#### Textauszug:

►

Gut, und abends versetzt mich dann L.- ohne Absage und ohne auch erreichbar zu sein oder auf eine vorsichtig anfragende SMS zu reagieren. Sehr typisch für sie. Ich nehme es gelassen und die wundersame Essens-Einladung, die mich gestern per FAX erreichte, nunmehr mit RHPP wahr. Der Wirt des sardischen Restaurants: “Wollen Sie w i s s e n, wer es ist, der Sie einlud?” “Nein”, erwidere ich, “er hat die Einladung nicht unterzeichnet, also möchte er für mich anonym bleiben. Es wäre indiskret, unterliefe ich das.” Aber ich schreib einen Zettel des Dankes, und der Wirt, sofort, faxt ihn durch. Ihm scheint dieser Gönner ausgesprochen bekannt zu sein, so daß ich s c h o n meine Ideen habe, mit RHPP ein bißchen herumspekuliere, aber letztlich diesen kulinarischen Sais-Schleier nicht lüften will. Wer Geheimnisse nicht achten kann, profaniert sich den Lebensgeschmack. Und Profanierung ist immer eine Entweihung.

Beide, RHPP und ich, sind wir jetzt glücklich mit unserem kleinen Musiktheaterstück. Andere sind es übrigens nicht so sehr. Michael Beil sagt, durchaus im Ton eines Vorwurfs: “Ihr macht ja fast O p e r.” “Was heißt denn hier fast?” fragte RHPP beim Essen. Denn genau das hatten wir ja vor: eine O p e r zu schreiben. Ich mehr noch als er. Es ist eine Frage des Pathos, der Leidenschaft, der Intensität. Die meisten anderen Stücke des Großstadtprojekts sind oberflächenorientiert, erscheinungsorientiert; wir fallen tatsächlich aus den im übrigen meist ziemlich dilettantischen Konzeptionen heraus; Beils Stück nach Céline (mit einem ziemlich guten Hans Zischler) ist übrigens eines der besten, bildlich eine Art Magritte-Tableau, die Musik eine Collage, die Grundhaltung ist Repetition. Perfekt gemacht, aber mir bleibt da ein Unbehagen, das aufgrund des ironischen Zugriffs zustandekommt. Je älter ich werde, desto stärker empfinde ich Kunstprodukte, die aufgrund solch ironischer Grundhaltungen entstehen, als uneigentlich. Das sag ich morgens auch zu einem Neue-Musik-Redakteur des SWR, mit dem RHPP und ich beim Frühstücken zusammensitzen: “Können Sie nicht-pathetisch lieben?” Wo alles nicht mehr fühlen will, will ich es dreifach. Dem Pop ist das keine Frage, der Unterhaltungsliteratur auch nicht; hier haben die Trivialkünste ihre Kraft, und davon muß vieles in die Ernste Kunst zurückgeholt werden. Dringend. Sonst bleiben nur blasse, zwar ausgefeilte, aber letztlich völlig uninteressante Beliebigkeiten. Man muß bei Kunst schwitzen. Und heulen. Und jauchzen. U n d denken. Sonst bleibt nichts als Ausschuß.

◄

#### Arbeitsauftrag 1:
Entscheiden Sie, ob die folgenden Aussagen zum Textauszug über das Musiktheaterstück stimmen, und belegen Sie jedes Ja oder Nein mit den entscheidenden Worten aus dem Text: (a) Die Essens-Einladung kam per Fax. (b) Im Text wird der anonyme Gönner am Ende namentlich genannt. (c) Alle sind mit dem kleinen Musiktheaterstück glücklich.
#### Arbeitsauftrag 2:
Schreiben Sie den Textauszug über das Musiktheaterstück im Anschluss an seinen letzten Satz weiter.

#### Untersuchte Daten:
►

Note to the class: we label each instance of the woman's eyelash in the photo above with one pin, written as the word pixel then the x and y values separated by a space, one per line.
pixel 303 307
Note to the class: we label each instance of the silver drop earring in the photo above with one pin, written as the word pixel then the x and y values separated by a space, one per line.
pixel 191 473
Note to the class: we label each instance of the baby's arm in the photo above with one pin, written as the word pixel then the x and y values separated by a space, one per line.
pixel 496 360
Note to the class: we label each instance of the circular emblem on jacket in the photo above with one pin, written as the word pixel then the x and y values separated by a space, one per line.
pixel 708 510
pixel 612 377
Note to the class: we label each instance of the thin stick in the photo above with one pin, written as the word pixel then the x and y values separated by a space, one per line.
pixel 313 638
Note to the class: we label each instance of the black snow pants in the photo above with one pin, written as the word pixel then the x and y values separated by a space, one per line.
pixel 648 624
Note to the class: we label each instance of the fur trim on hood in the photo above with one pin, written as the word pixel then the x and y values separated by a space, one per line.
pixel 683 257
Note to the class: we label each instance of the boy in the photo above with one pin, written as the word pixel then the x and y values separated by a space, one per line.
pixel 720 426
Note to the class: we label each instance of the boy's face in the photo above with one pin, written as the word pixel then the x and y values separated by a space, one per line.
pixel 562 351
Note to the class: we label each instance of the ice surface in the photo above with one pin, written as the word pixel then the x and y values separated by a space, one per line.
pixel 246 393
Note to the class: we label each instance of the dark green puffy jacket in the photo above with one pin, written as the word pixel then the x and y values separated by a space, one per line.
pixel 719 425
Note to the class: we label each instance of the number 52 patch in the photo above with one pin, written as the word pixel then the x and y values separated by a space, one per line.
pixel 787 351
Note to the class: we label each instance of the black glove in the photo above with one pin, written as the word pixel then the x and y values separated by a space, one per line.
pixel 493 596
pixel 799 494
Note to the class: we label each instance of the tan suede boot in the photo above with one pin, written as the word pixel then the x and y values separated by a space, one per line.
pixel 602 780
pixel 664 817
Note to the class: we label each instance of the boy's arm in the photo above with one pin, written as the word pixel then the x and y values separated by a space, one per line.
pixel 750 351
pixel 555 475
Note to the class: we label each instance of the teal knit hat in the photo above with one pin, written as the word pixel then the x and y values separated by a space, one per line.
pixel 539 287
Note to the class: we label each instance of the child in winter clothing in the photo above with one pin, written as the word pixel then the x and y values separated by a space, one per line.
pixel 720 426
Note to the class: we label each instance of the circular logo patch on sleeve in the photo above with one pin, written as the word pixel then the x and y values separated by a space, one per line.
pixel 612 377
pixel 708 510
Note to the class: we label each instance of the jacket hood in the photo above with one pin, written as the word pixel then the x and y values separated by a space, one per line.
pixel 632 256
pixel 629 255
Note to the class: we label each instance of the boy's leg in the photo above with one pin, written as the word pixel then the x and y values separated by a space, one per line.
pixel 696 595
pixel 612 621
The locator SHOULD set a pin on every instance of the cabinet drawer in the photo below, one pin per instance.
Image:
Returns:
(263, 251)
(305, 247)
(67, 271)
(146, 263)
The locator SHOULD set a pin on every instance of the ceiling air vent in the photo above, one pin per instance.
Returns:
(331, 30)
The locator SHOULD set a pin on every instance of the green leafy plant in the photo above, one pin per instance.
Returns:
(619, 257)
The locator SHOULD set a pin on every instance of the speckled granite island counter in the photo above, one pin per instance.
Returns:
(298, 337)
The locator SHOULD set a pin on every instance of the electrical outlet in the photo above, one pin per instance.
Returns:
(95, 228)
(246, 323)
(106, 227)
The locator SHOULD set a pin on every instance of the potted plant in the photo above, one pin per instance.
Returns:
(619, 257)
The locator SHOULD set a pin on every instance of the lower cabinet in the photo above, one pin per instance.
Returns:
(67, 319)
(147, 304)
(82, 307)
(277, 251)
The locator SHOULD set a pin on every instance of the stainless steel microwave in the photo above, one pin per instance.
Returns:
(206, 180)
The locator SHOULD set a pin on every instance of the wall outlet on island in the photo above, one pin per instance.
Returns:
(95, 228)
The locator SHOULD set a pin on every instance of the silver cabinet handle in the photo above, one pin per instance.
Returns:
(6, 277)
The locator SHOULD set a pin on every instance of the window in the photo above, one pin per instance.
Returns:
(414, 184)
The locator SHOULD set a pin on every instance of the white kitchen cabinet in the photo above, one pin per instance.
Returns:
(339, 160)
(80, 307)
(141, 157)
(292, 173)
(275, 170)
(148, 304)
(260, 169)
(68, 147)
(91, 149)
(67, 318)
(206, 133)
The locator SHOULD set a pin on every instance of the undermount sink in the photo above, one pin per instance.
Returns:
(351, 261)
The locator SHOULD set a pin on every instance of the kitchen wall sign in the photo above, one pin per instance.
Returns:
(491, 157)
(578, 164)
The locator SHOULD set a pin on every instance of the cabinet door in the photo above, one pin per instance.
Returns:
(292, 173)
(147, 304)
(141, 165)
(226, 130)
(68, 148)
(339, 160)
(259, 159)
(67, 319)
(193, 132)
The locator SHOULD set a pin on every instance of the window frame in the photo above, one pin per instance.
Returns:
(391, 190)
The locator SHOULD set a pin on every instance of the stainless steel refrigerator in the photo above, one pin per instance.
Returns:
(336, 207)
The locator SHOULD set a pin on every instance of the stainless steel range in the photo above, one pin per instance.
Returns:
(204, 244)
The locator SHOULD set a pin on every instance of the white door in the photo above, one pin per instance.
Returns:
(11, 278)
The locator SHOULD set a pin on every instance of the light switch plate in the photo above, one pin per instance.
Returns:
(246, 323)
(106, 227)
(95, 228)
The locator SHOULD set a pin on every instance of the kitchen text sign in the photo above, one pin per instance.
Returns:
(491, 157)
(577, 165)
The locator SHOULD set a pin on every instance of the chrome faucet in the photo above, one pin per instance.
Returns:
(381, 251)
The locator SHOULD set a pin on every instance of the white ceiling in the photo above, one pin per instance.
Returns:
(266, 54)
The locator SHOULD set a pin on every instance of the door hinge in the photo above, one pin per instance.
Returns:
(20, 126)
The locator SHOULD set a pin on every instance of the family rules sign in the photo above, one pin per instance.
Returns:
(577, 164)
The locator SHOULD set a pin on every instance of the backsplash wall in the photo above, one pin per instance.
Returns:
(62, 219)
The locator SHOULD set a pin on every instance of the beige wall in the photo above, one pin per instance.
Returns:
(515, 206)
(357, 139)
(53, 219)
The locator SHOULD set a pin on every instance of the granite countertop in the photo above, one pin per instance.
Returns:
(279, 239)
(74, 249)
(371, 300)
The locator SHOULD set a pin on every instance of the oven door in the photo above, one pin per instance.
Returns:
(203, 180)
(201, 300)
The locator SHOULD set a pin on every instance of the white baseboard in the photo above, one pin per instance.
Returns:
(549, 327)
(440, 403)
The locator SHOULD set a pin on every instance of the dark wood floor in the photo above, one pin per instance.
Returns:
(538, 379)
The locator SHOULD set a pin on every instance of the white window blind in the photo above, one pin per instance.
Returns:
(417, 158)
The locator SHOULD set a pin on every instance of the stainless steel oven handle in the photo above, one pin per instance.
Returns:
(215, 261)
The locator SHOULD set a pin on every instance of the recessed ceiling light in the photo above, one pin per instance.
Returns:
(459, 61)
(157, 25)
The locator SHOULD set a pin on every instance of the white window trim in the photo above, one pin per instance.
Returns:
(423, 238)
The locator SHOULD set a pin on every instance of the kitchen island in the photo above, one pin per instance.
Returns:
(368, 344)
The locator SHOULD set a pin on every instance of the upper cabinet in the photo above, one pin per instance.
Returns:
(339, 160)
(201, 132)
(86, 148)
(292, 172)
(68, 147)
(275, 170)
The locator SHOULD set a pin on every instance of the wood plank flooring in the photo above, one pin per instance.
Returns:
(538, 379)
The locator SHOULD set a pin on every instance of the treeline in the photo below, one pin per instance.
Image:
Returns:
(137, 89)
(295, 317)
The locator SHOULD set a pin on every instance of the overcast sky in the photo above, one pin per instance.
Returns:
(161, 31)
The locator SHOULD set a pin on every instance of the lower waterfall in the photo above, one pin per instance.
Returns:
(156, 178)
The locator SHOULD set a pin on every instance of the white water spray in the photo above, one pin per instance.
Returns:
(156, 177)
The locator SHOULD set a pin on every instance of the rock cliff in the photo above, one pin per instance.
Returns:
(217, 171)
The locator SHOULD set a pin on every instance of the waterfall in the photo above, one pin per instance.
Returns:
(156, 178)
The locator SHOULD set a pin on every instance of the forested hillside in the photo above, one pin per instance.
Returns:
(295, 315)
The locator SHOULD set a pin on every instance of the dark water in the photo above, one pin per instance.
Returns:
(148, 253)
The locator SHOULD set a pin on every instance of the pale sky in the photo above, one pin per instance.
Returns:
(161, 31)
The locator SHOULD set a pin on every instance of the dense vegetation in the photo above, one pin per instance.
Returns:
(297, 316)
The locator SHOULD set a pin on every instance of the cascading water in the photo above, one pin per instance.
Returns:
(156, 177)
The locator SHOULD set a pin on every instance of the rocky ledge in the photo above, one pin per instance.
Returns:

◄

#### Antwortfeld 1:
(a) Ja: „die wundersame Essens-Einladung, die mich gestern per FAX erreichte“
(b) Nein: „aber letztlich diesen kulinarischen Sais-Schleier nicht lüften will“
(c) Nein: „Andere sind es übrigens nicht so sehr.“

#### Antwortfeld 2:
Ansonsten ist im Großstadt-Projekt noch Julian Kleins “Windows”-Performance überaus erwähnenswert; ein sinnlich gemachtes hochtheoretisches Identitäts-Spiel, das mit Gleichzeitigkeiten arbeitet und zugleich einen ziemlich kruden Realismus reflektiert, über den vermittels der Netz-Einspielung eines Cam-Fensters die Kriegshandlungen im Irak projiziert sind. Das ist ausgesprochen beeindruckend, sowohl szenisch als auch im Gedanken. Hier gehen Ironie und Emphase tatsächlich ineinander, und für die mies-lächelnde Denunziation, die jeder Ironiker (unbewußt) betreibt, bleibt kein Platz. Sondern das Phänomen ist ins Auge genommen.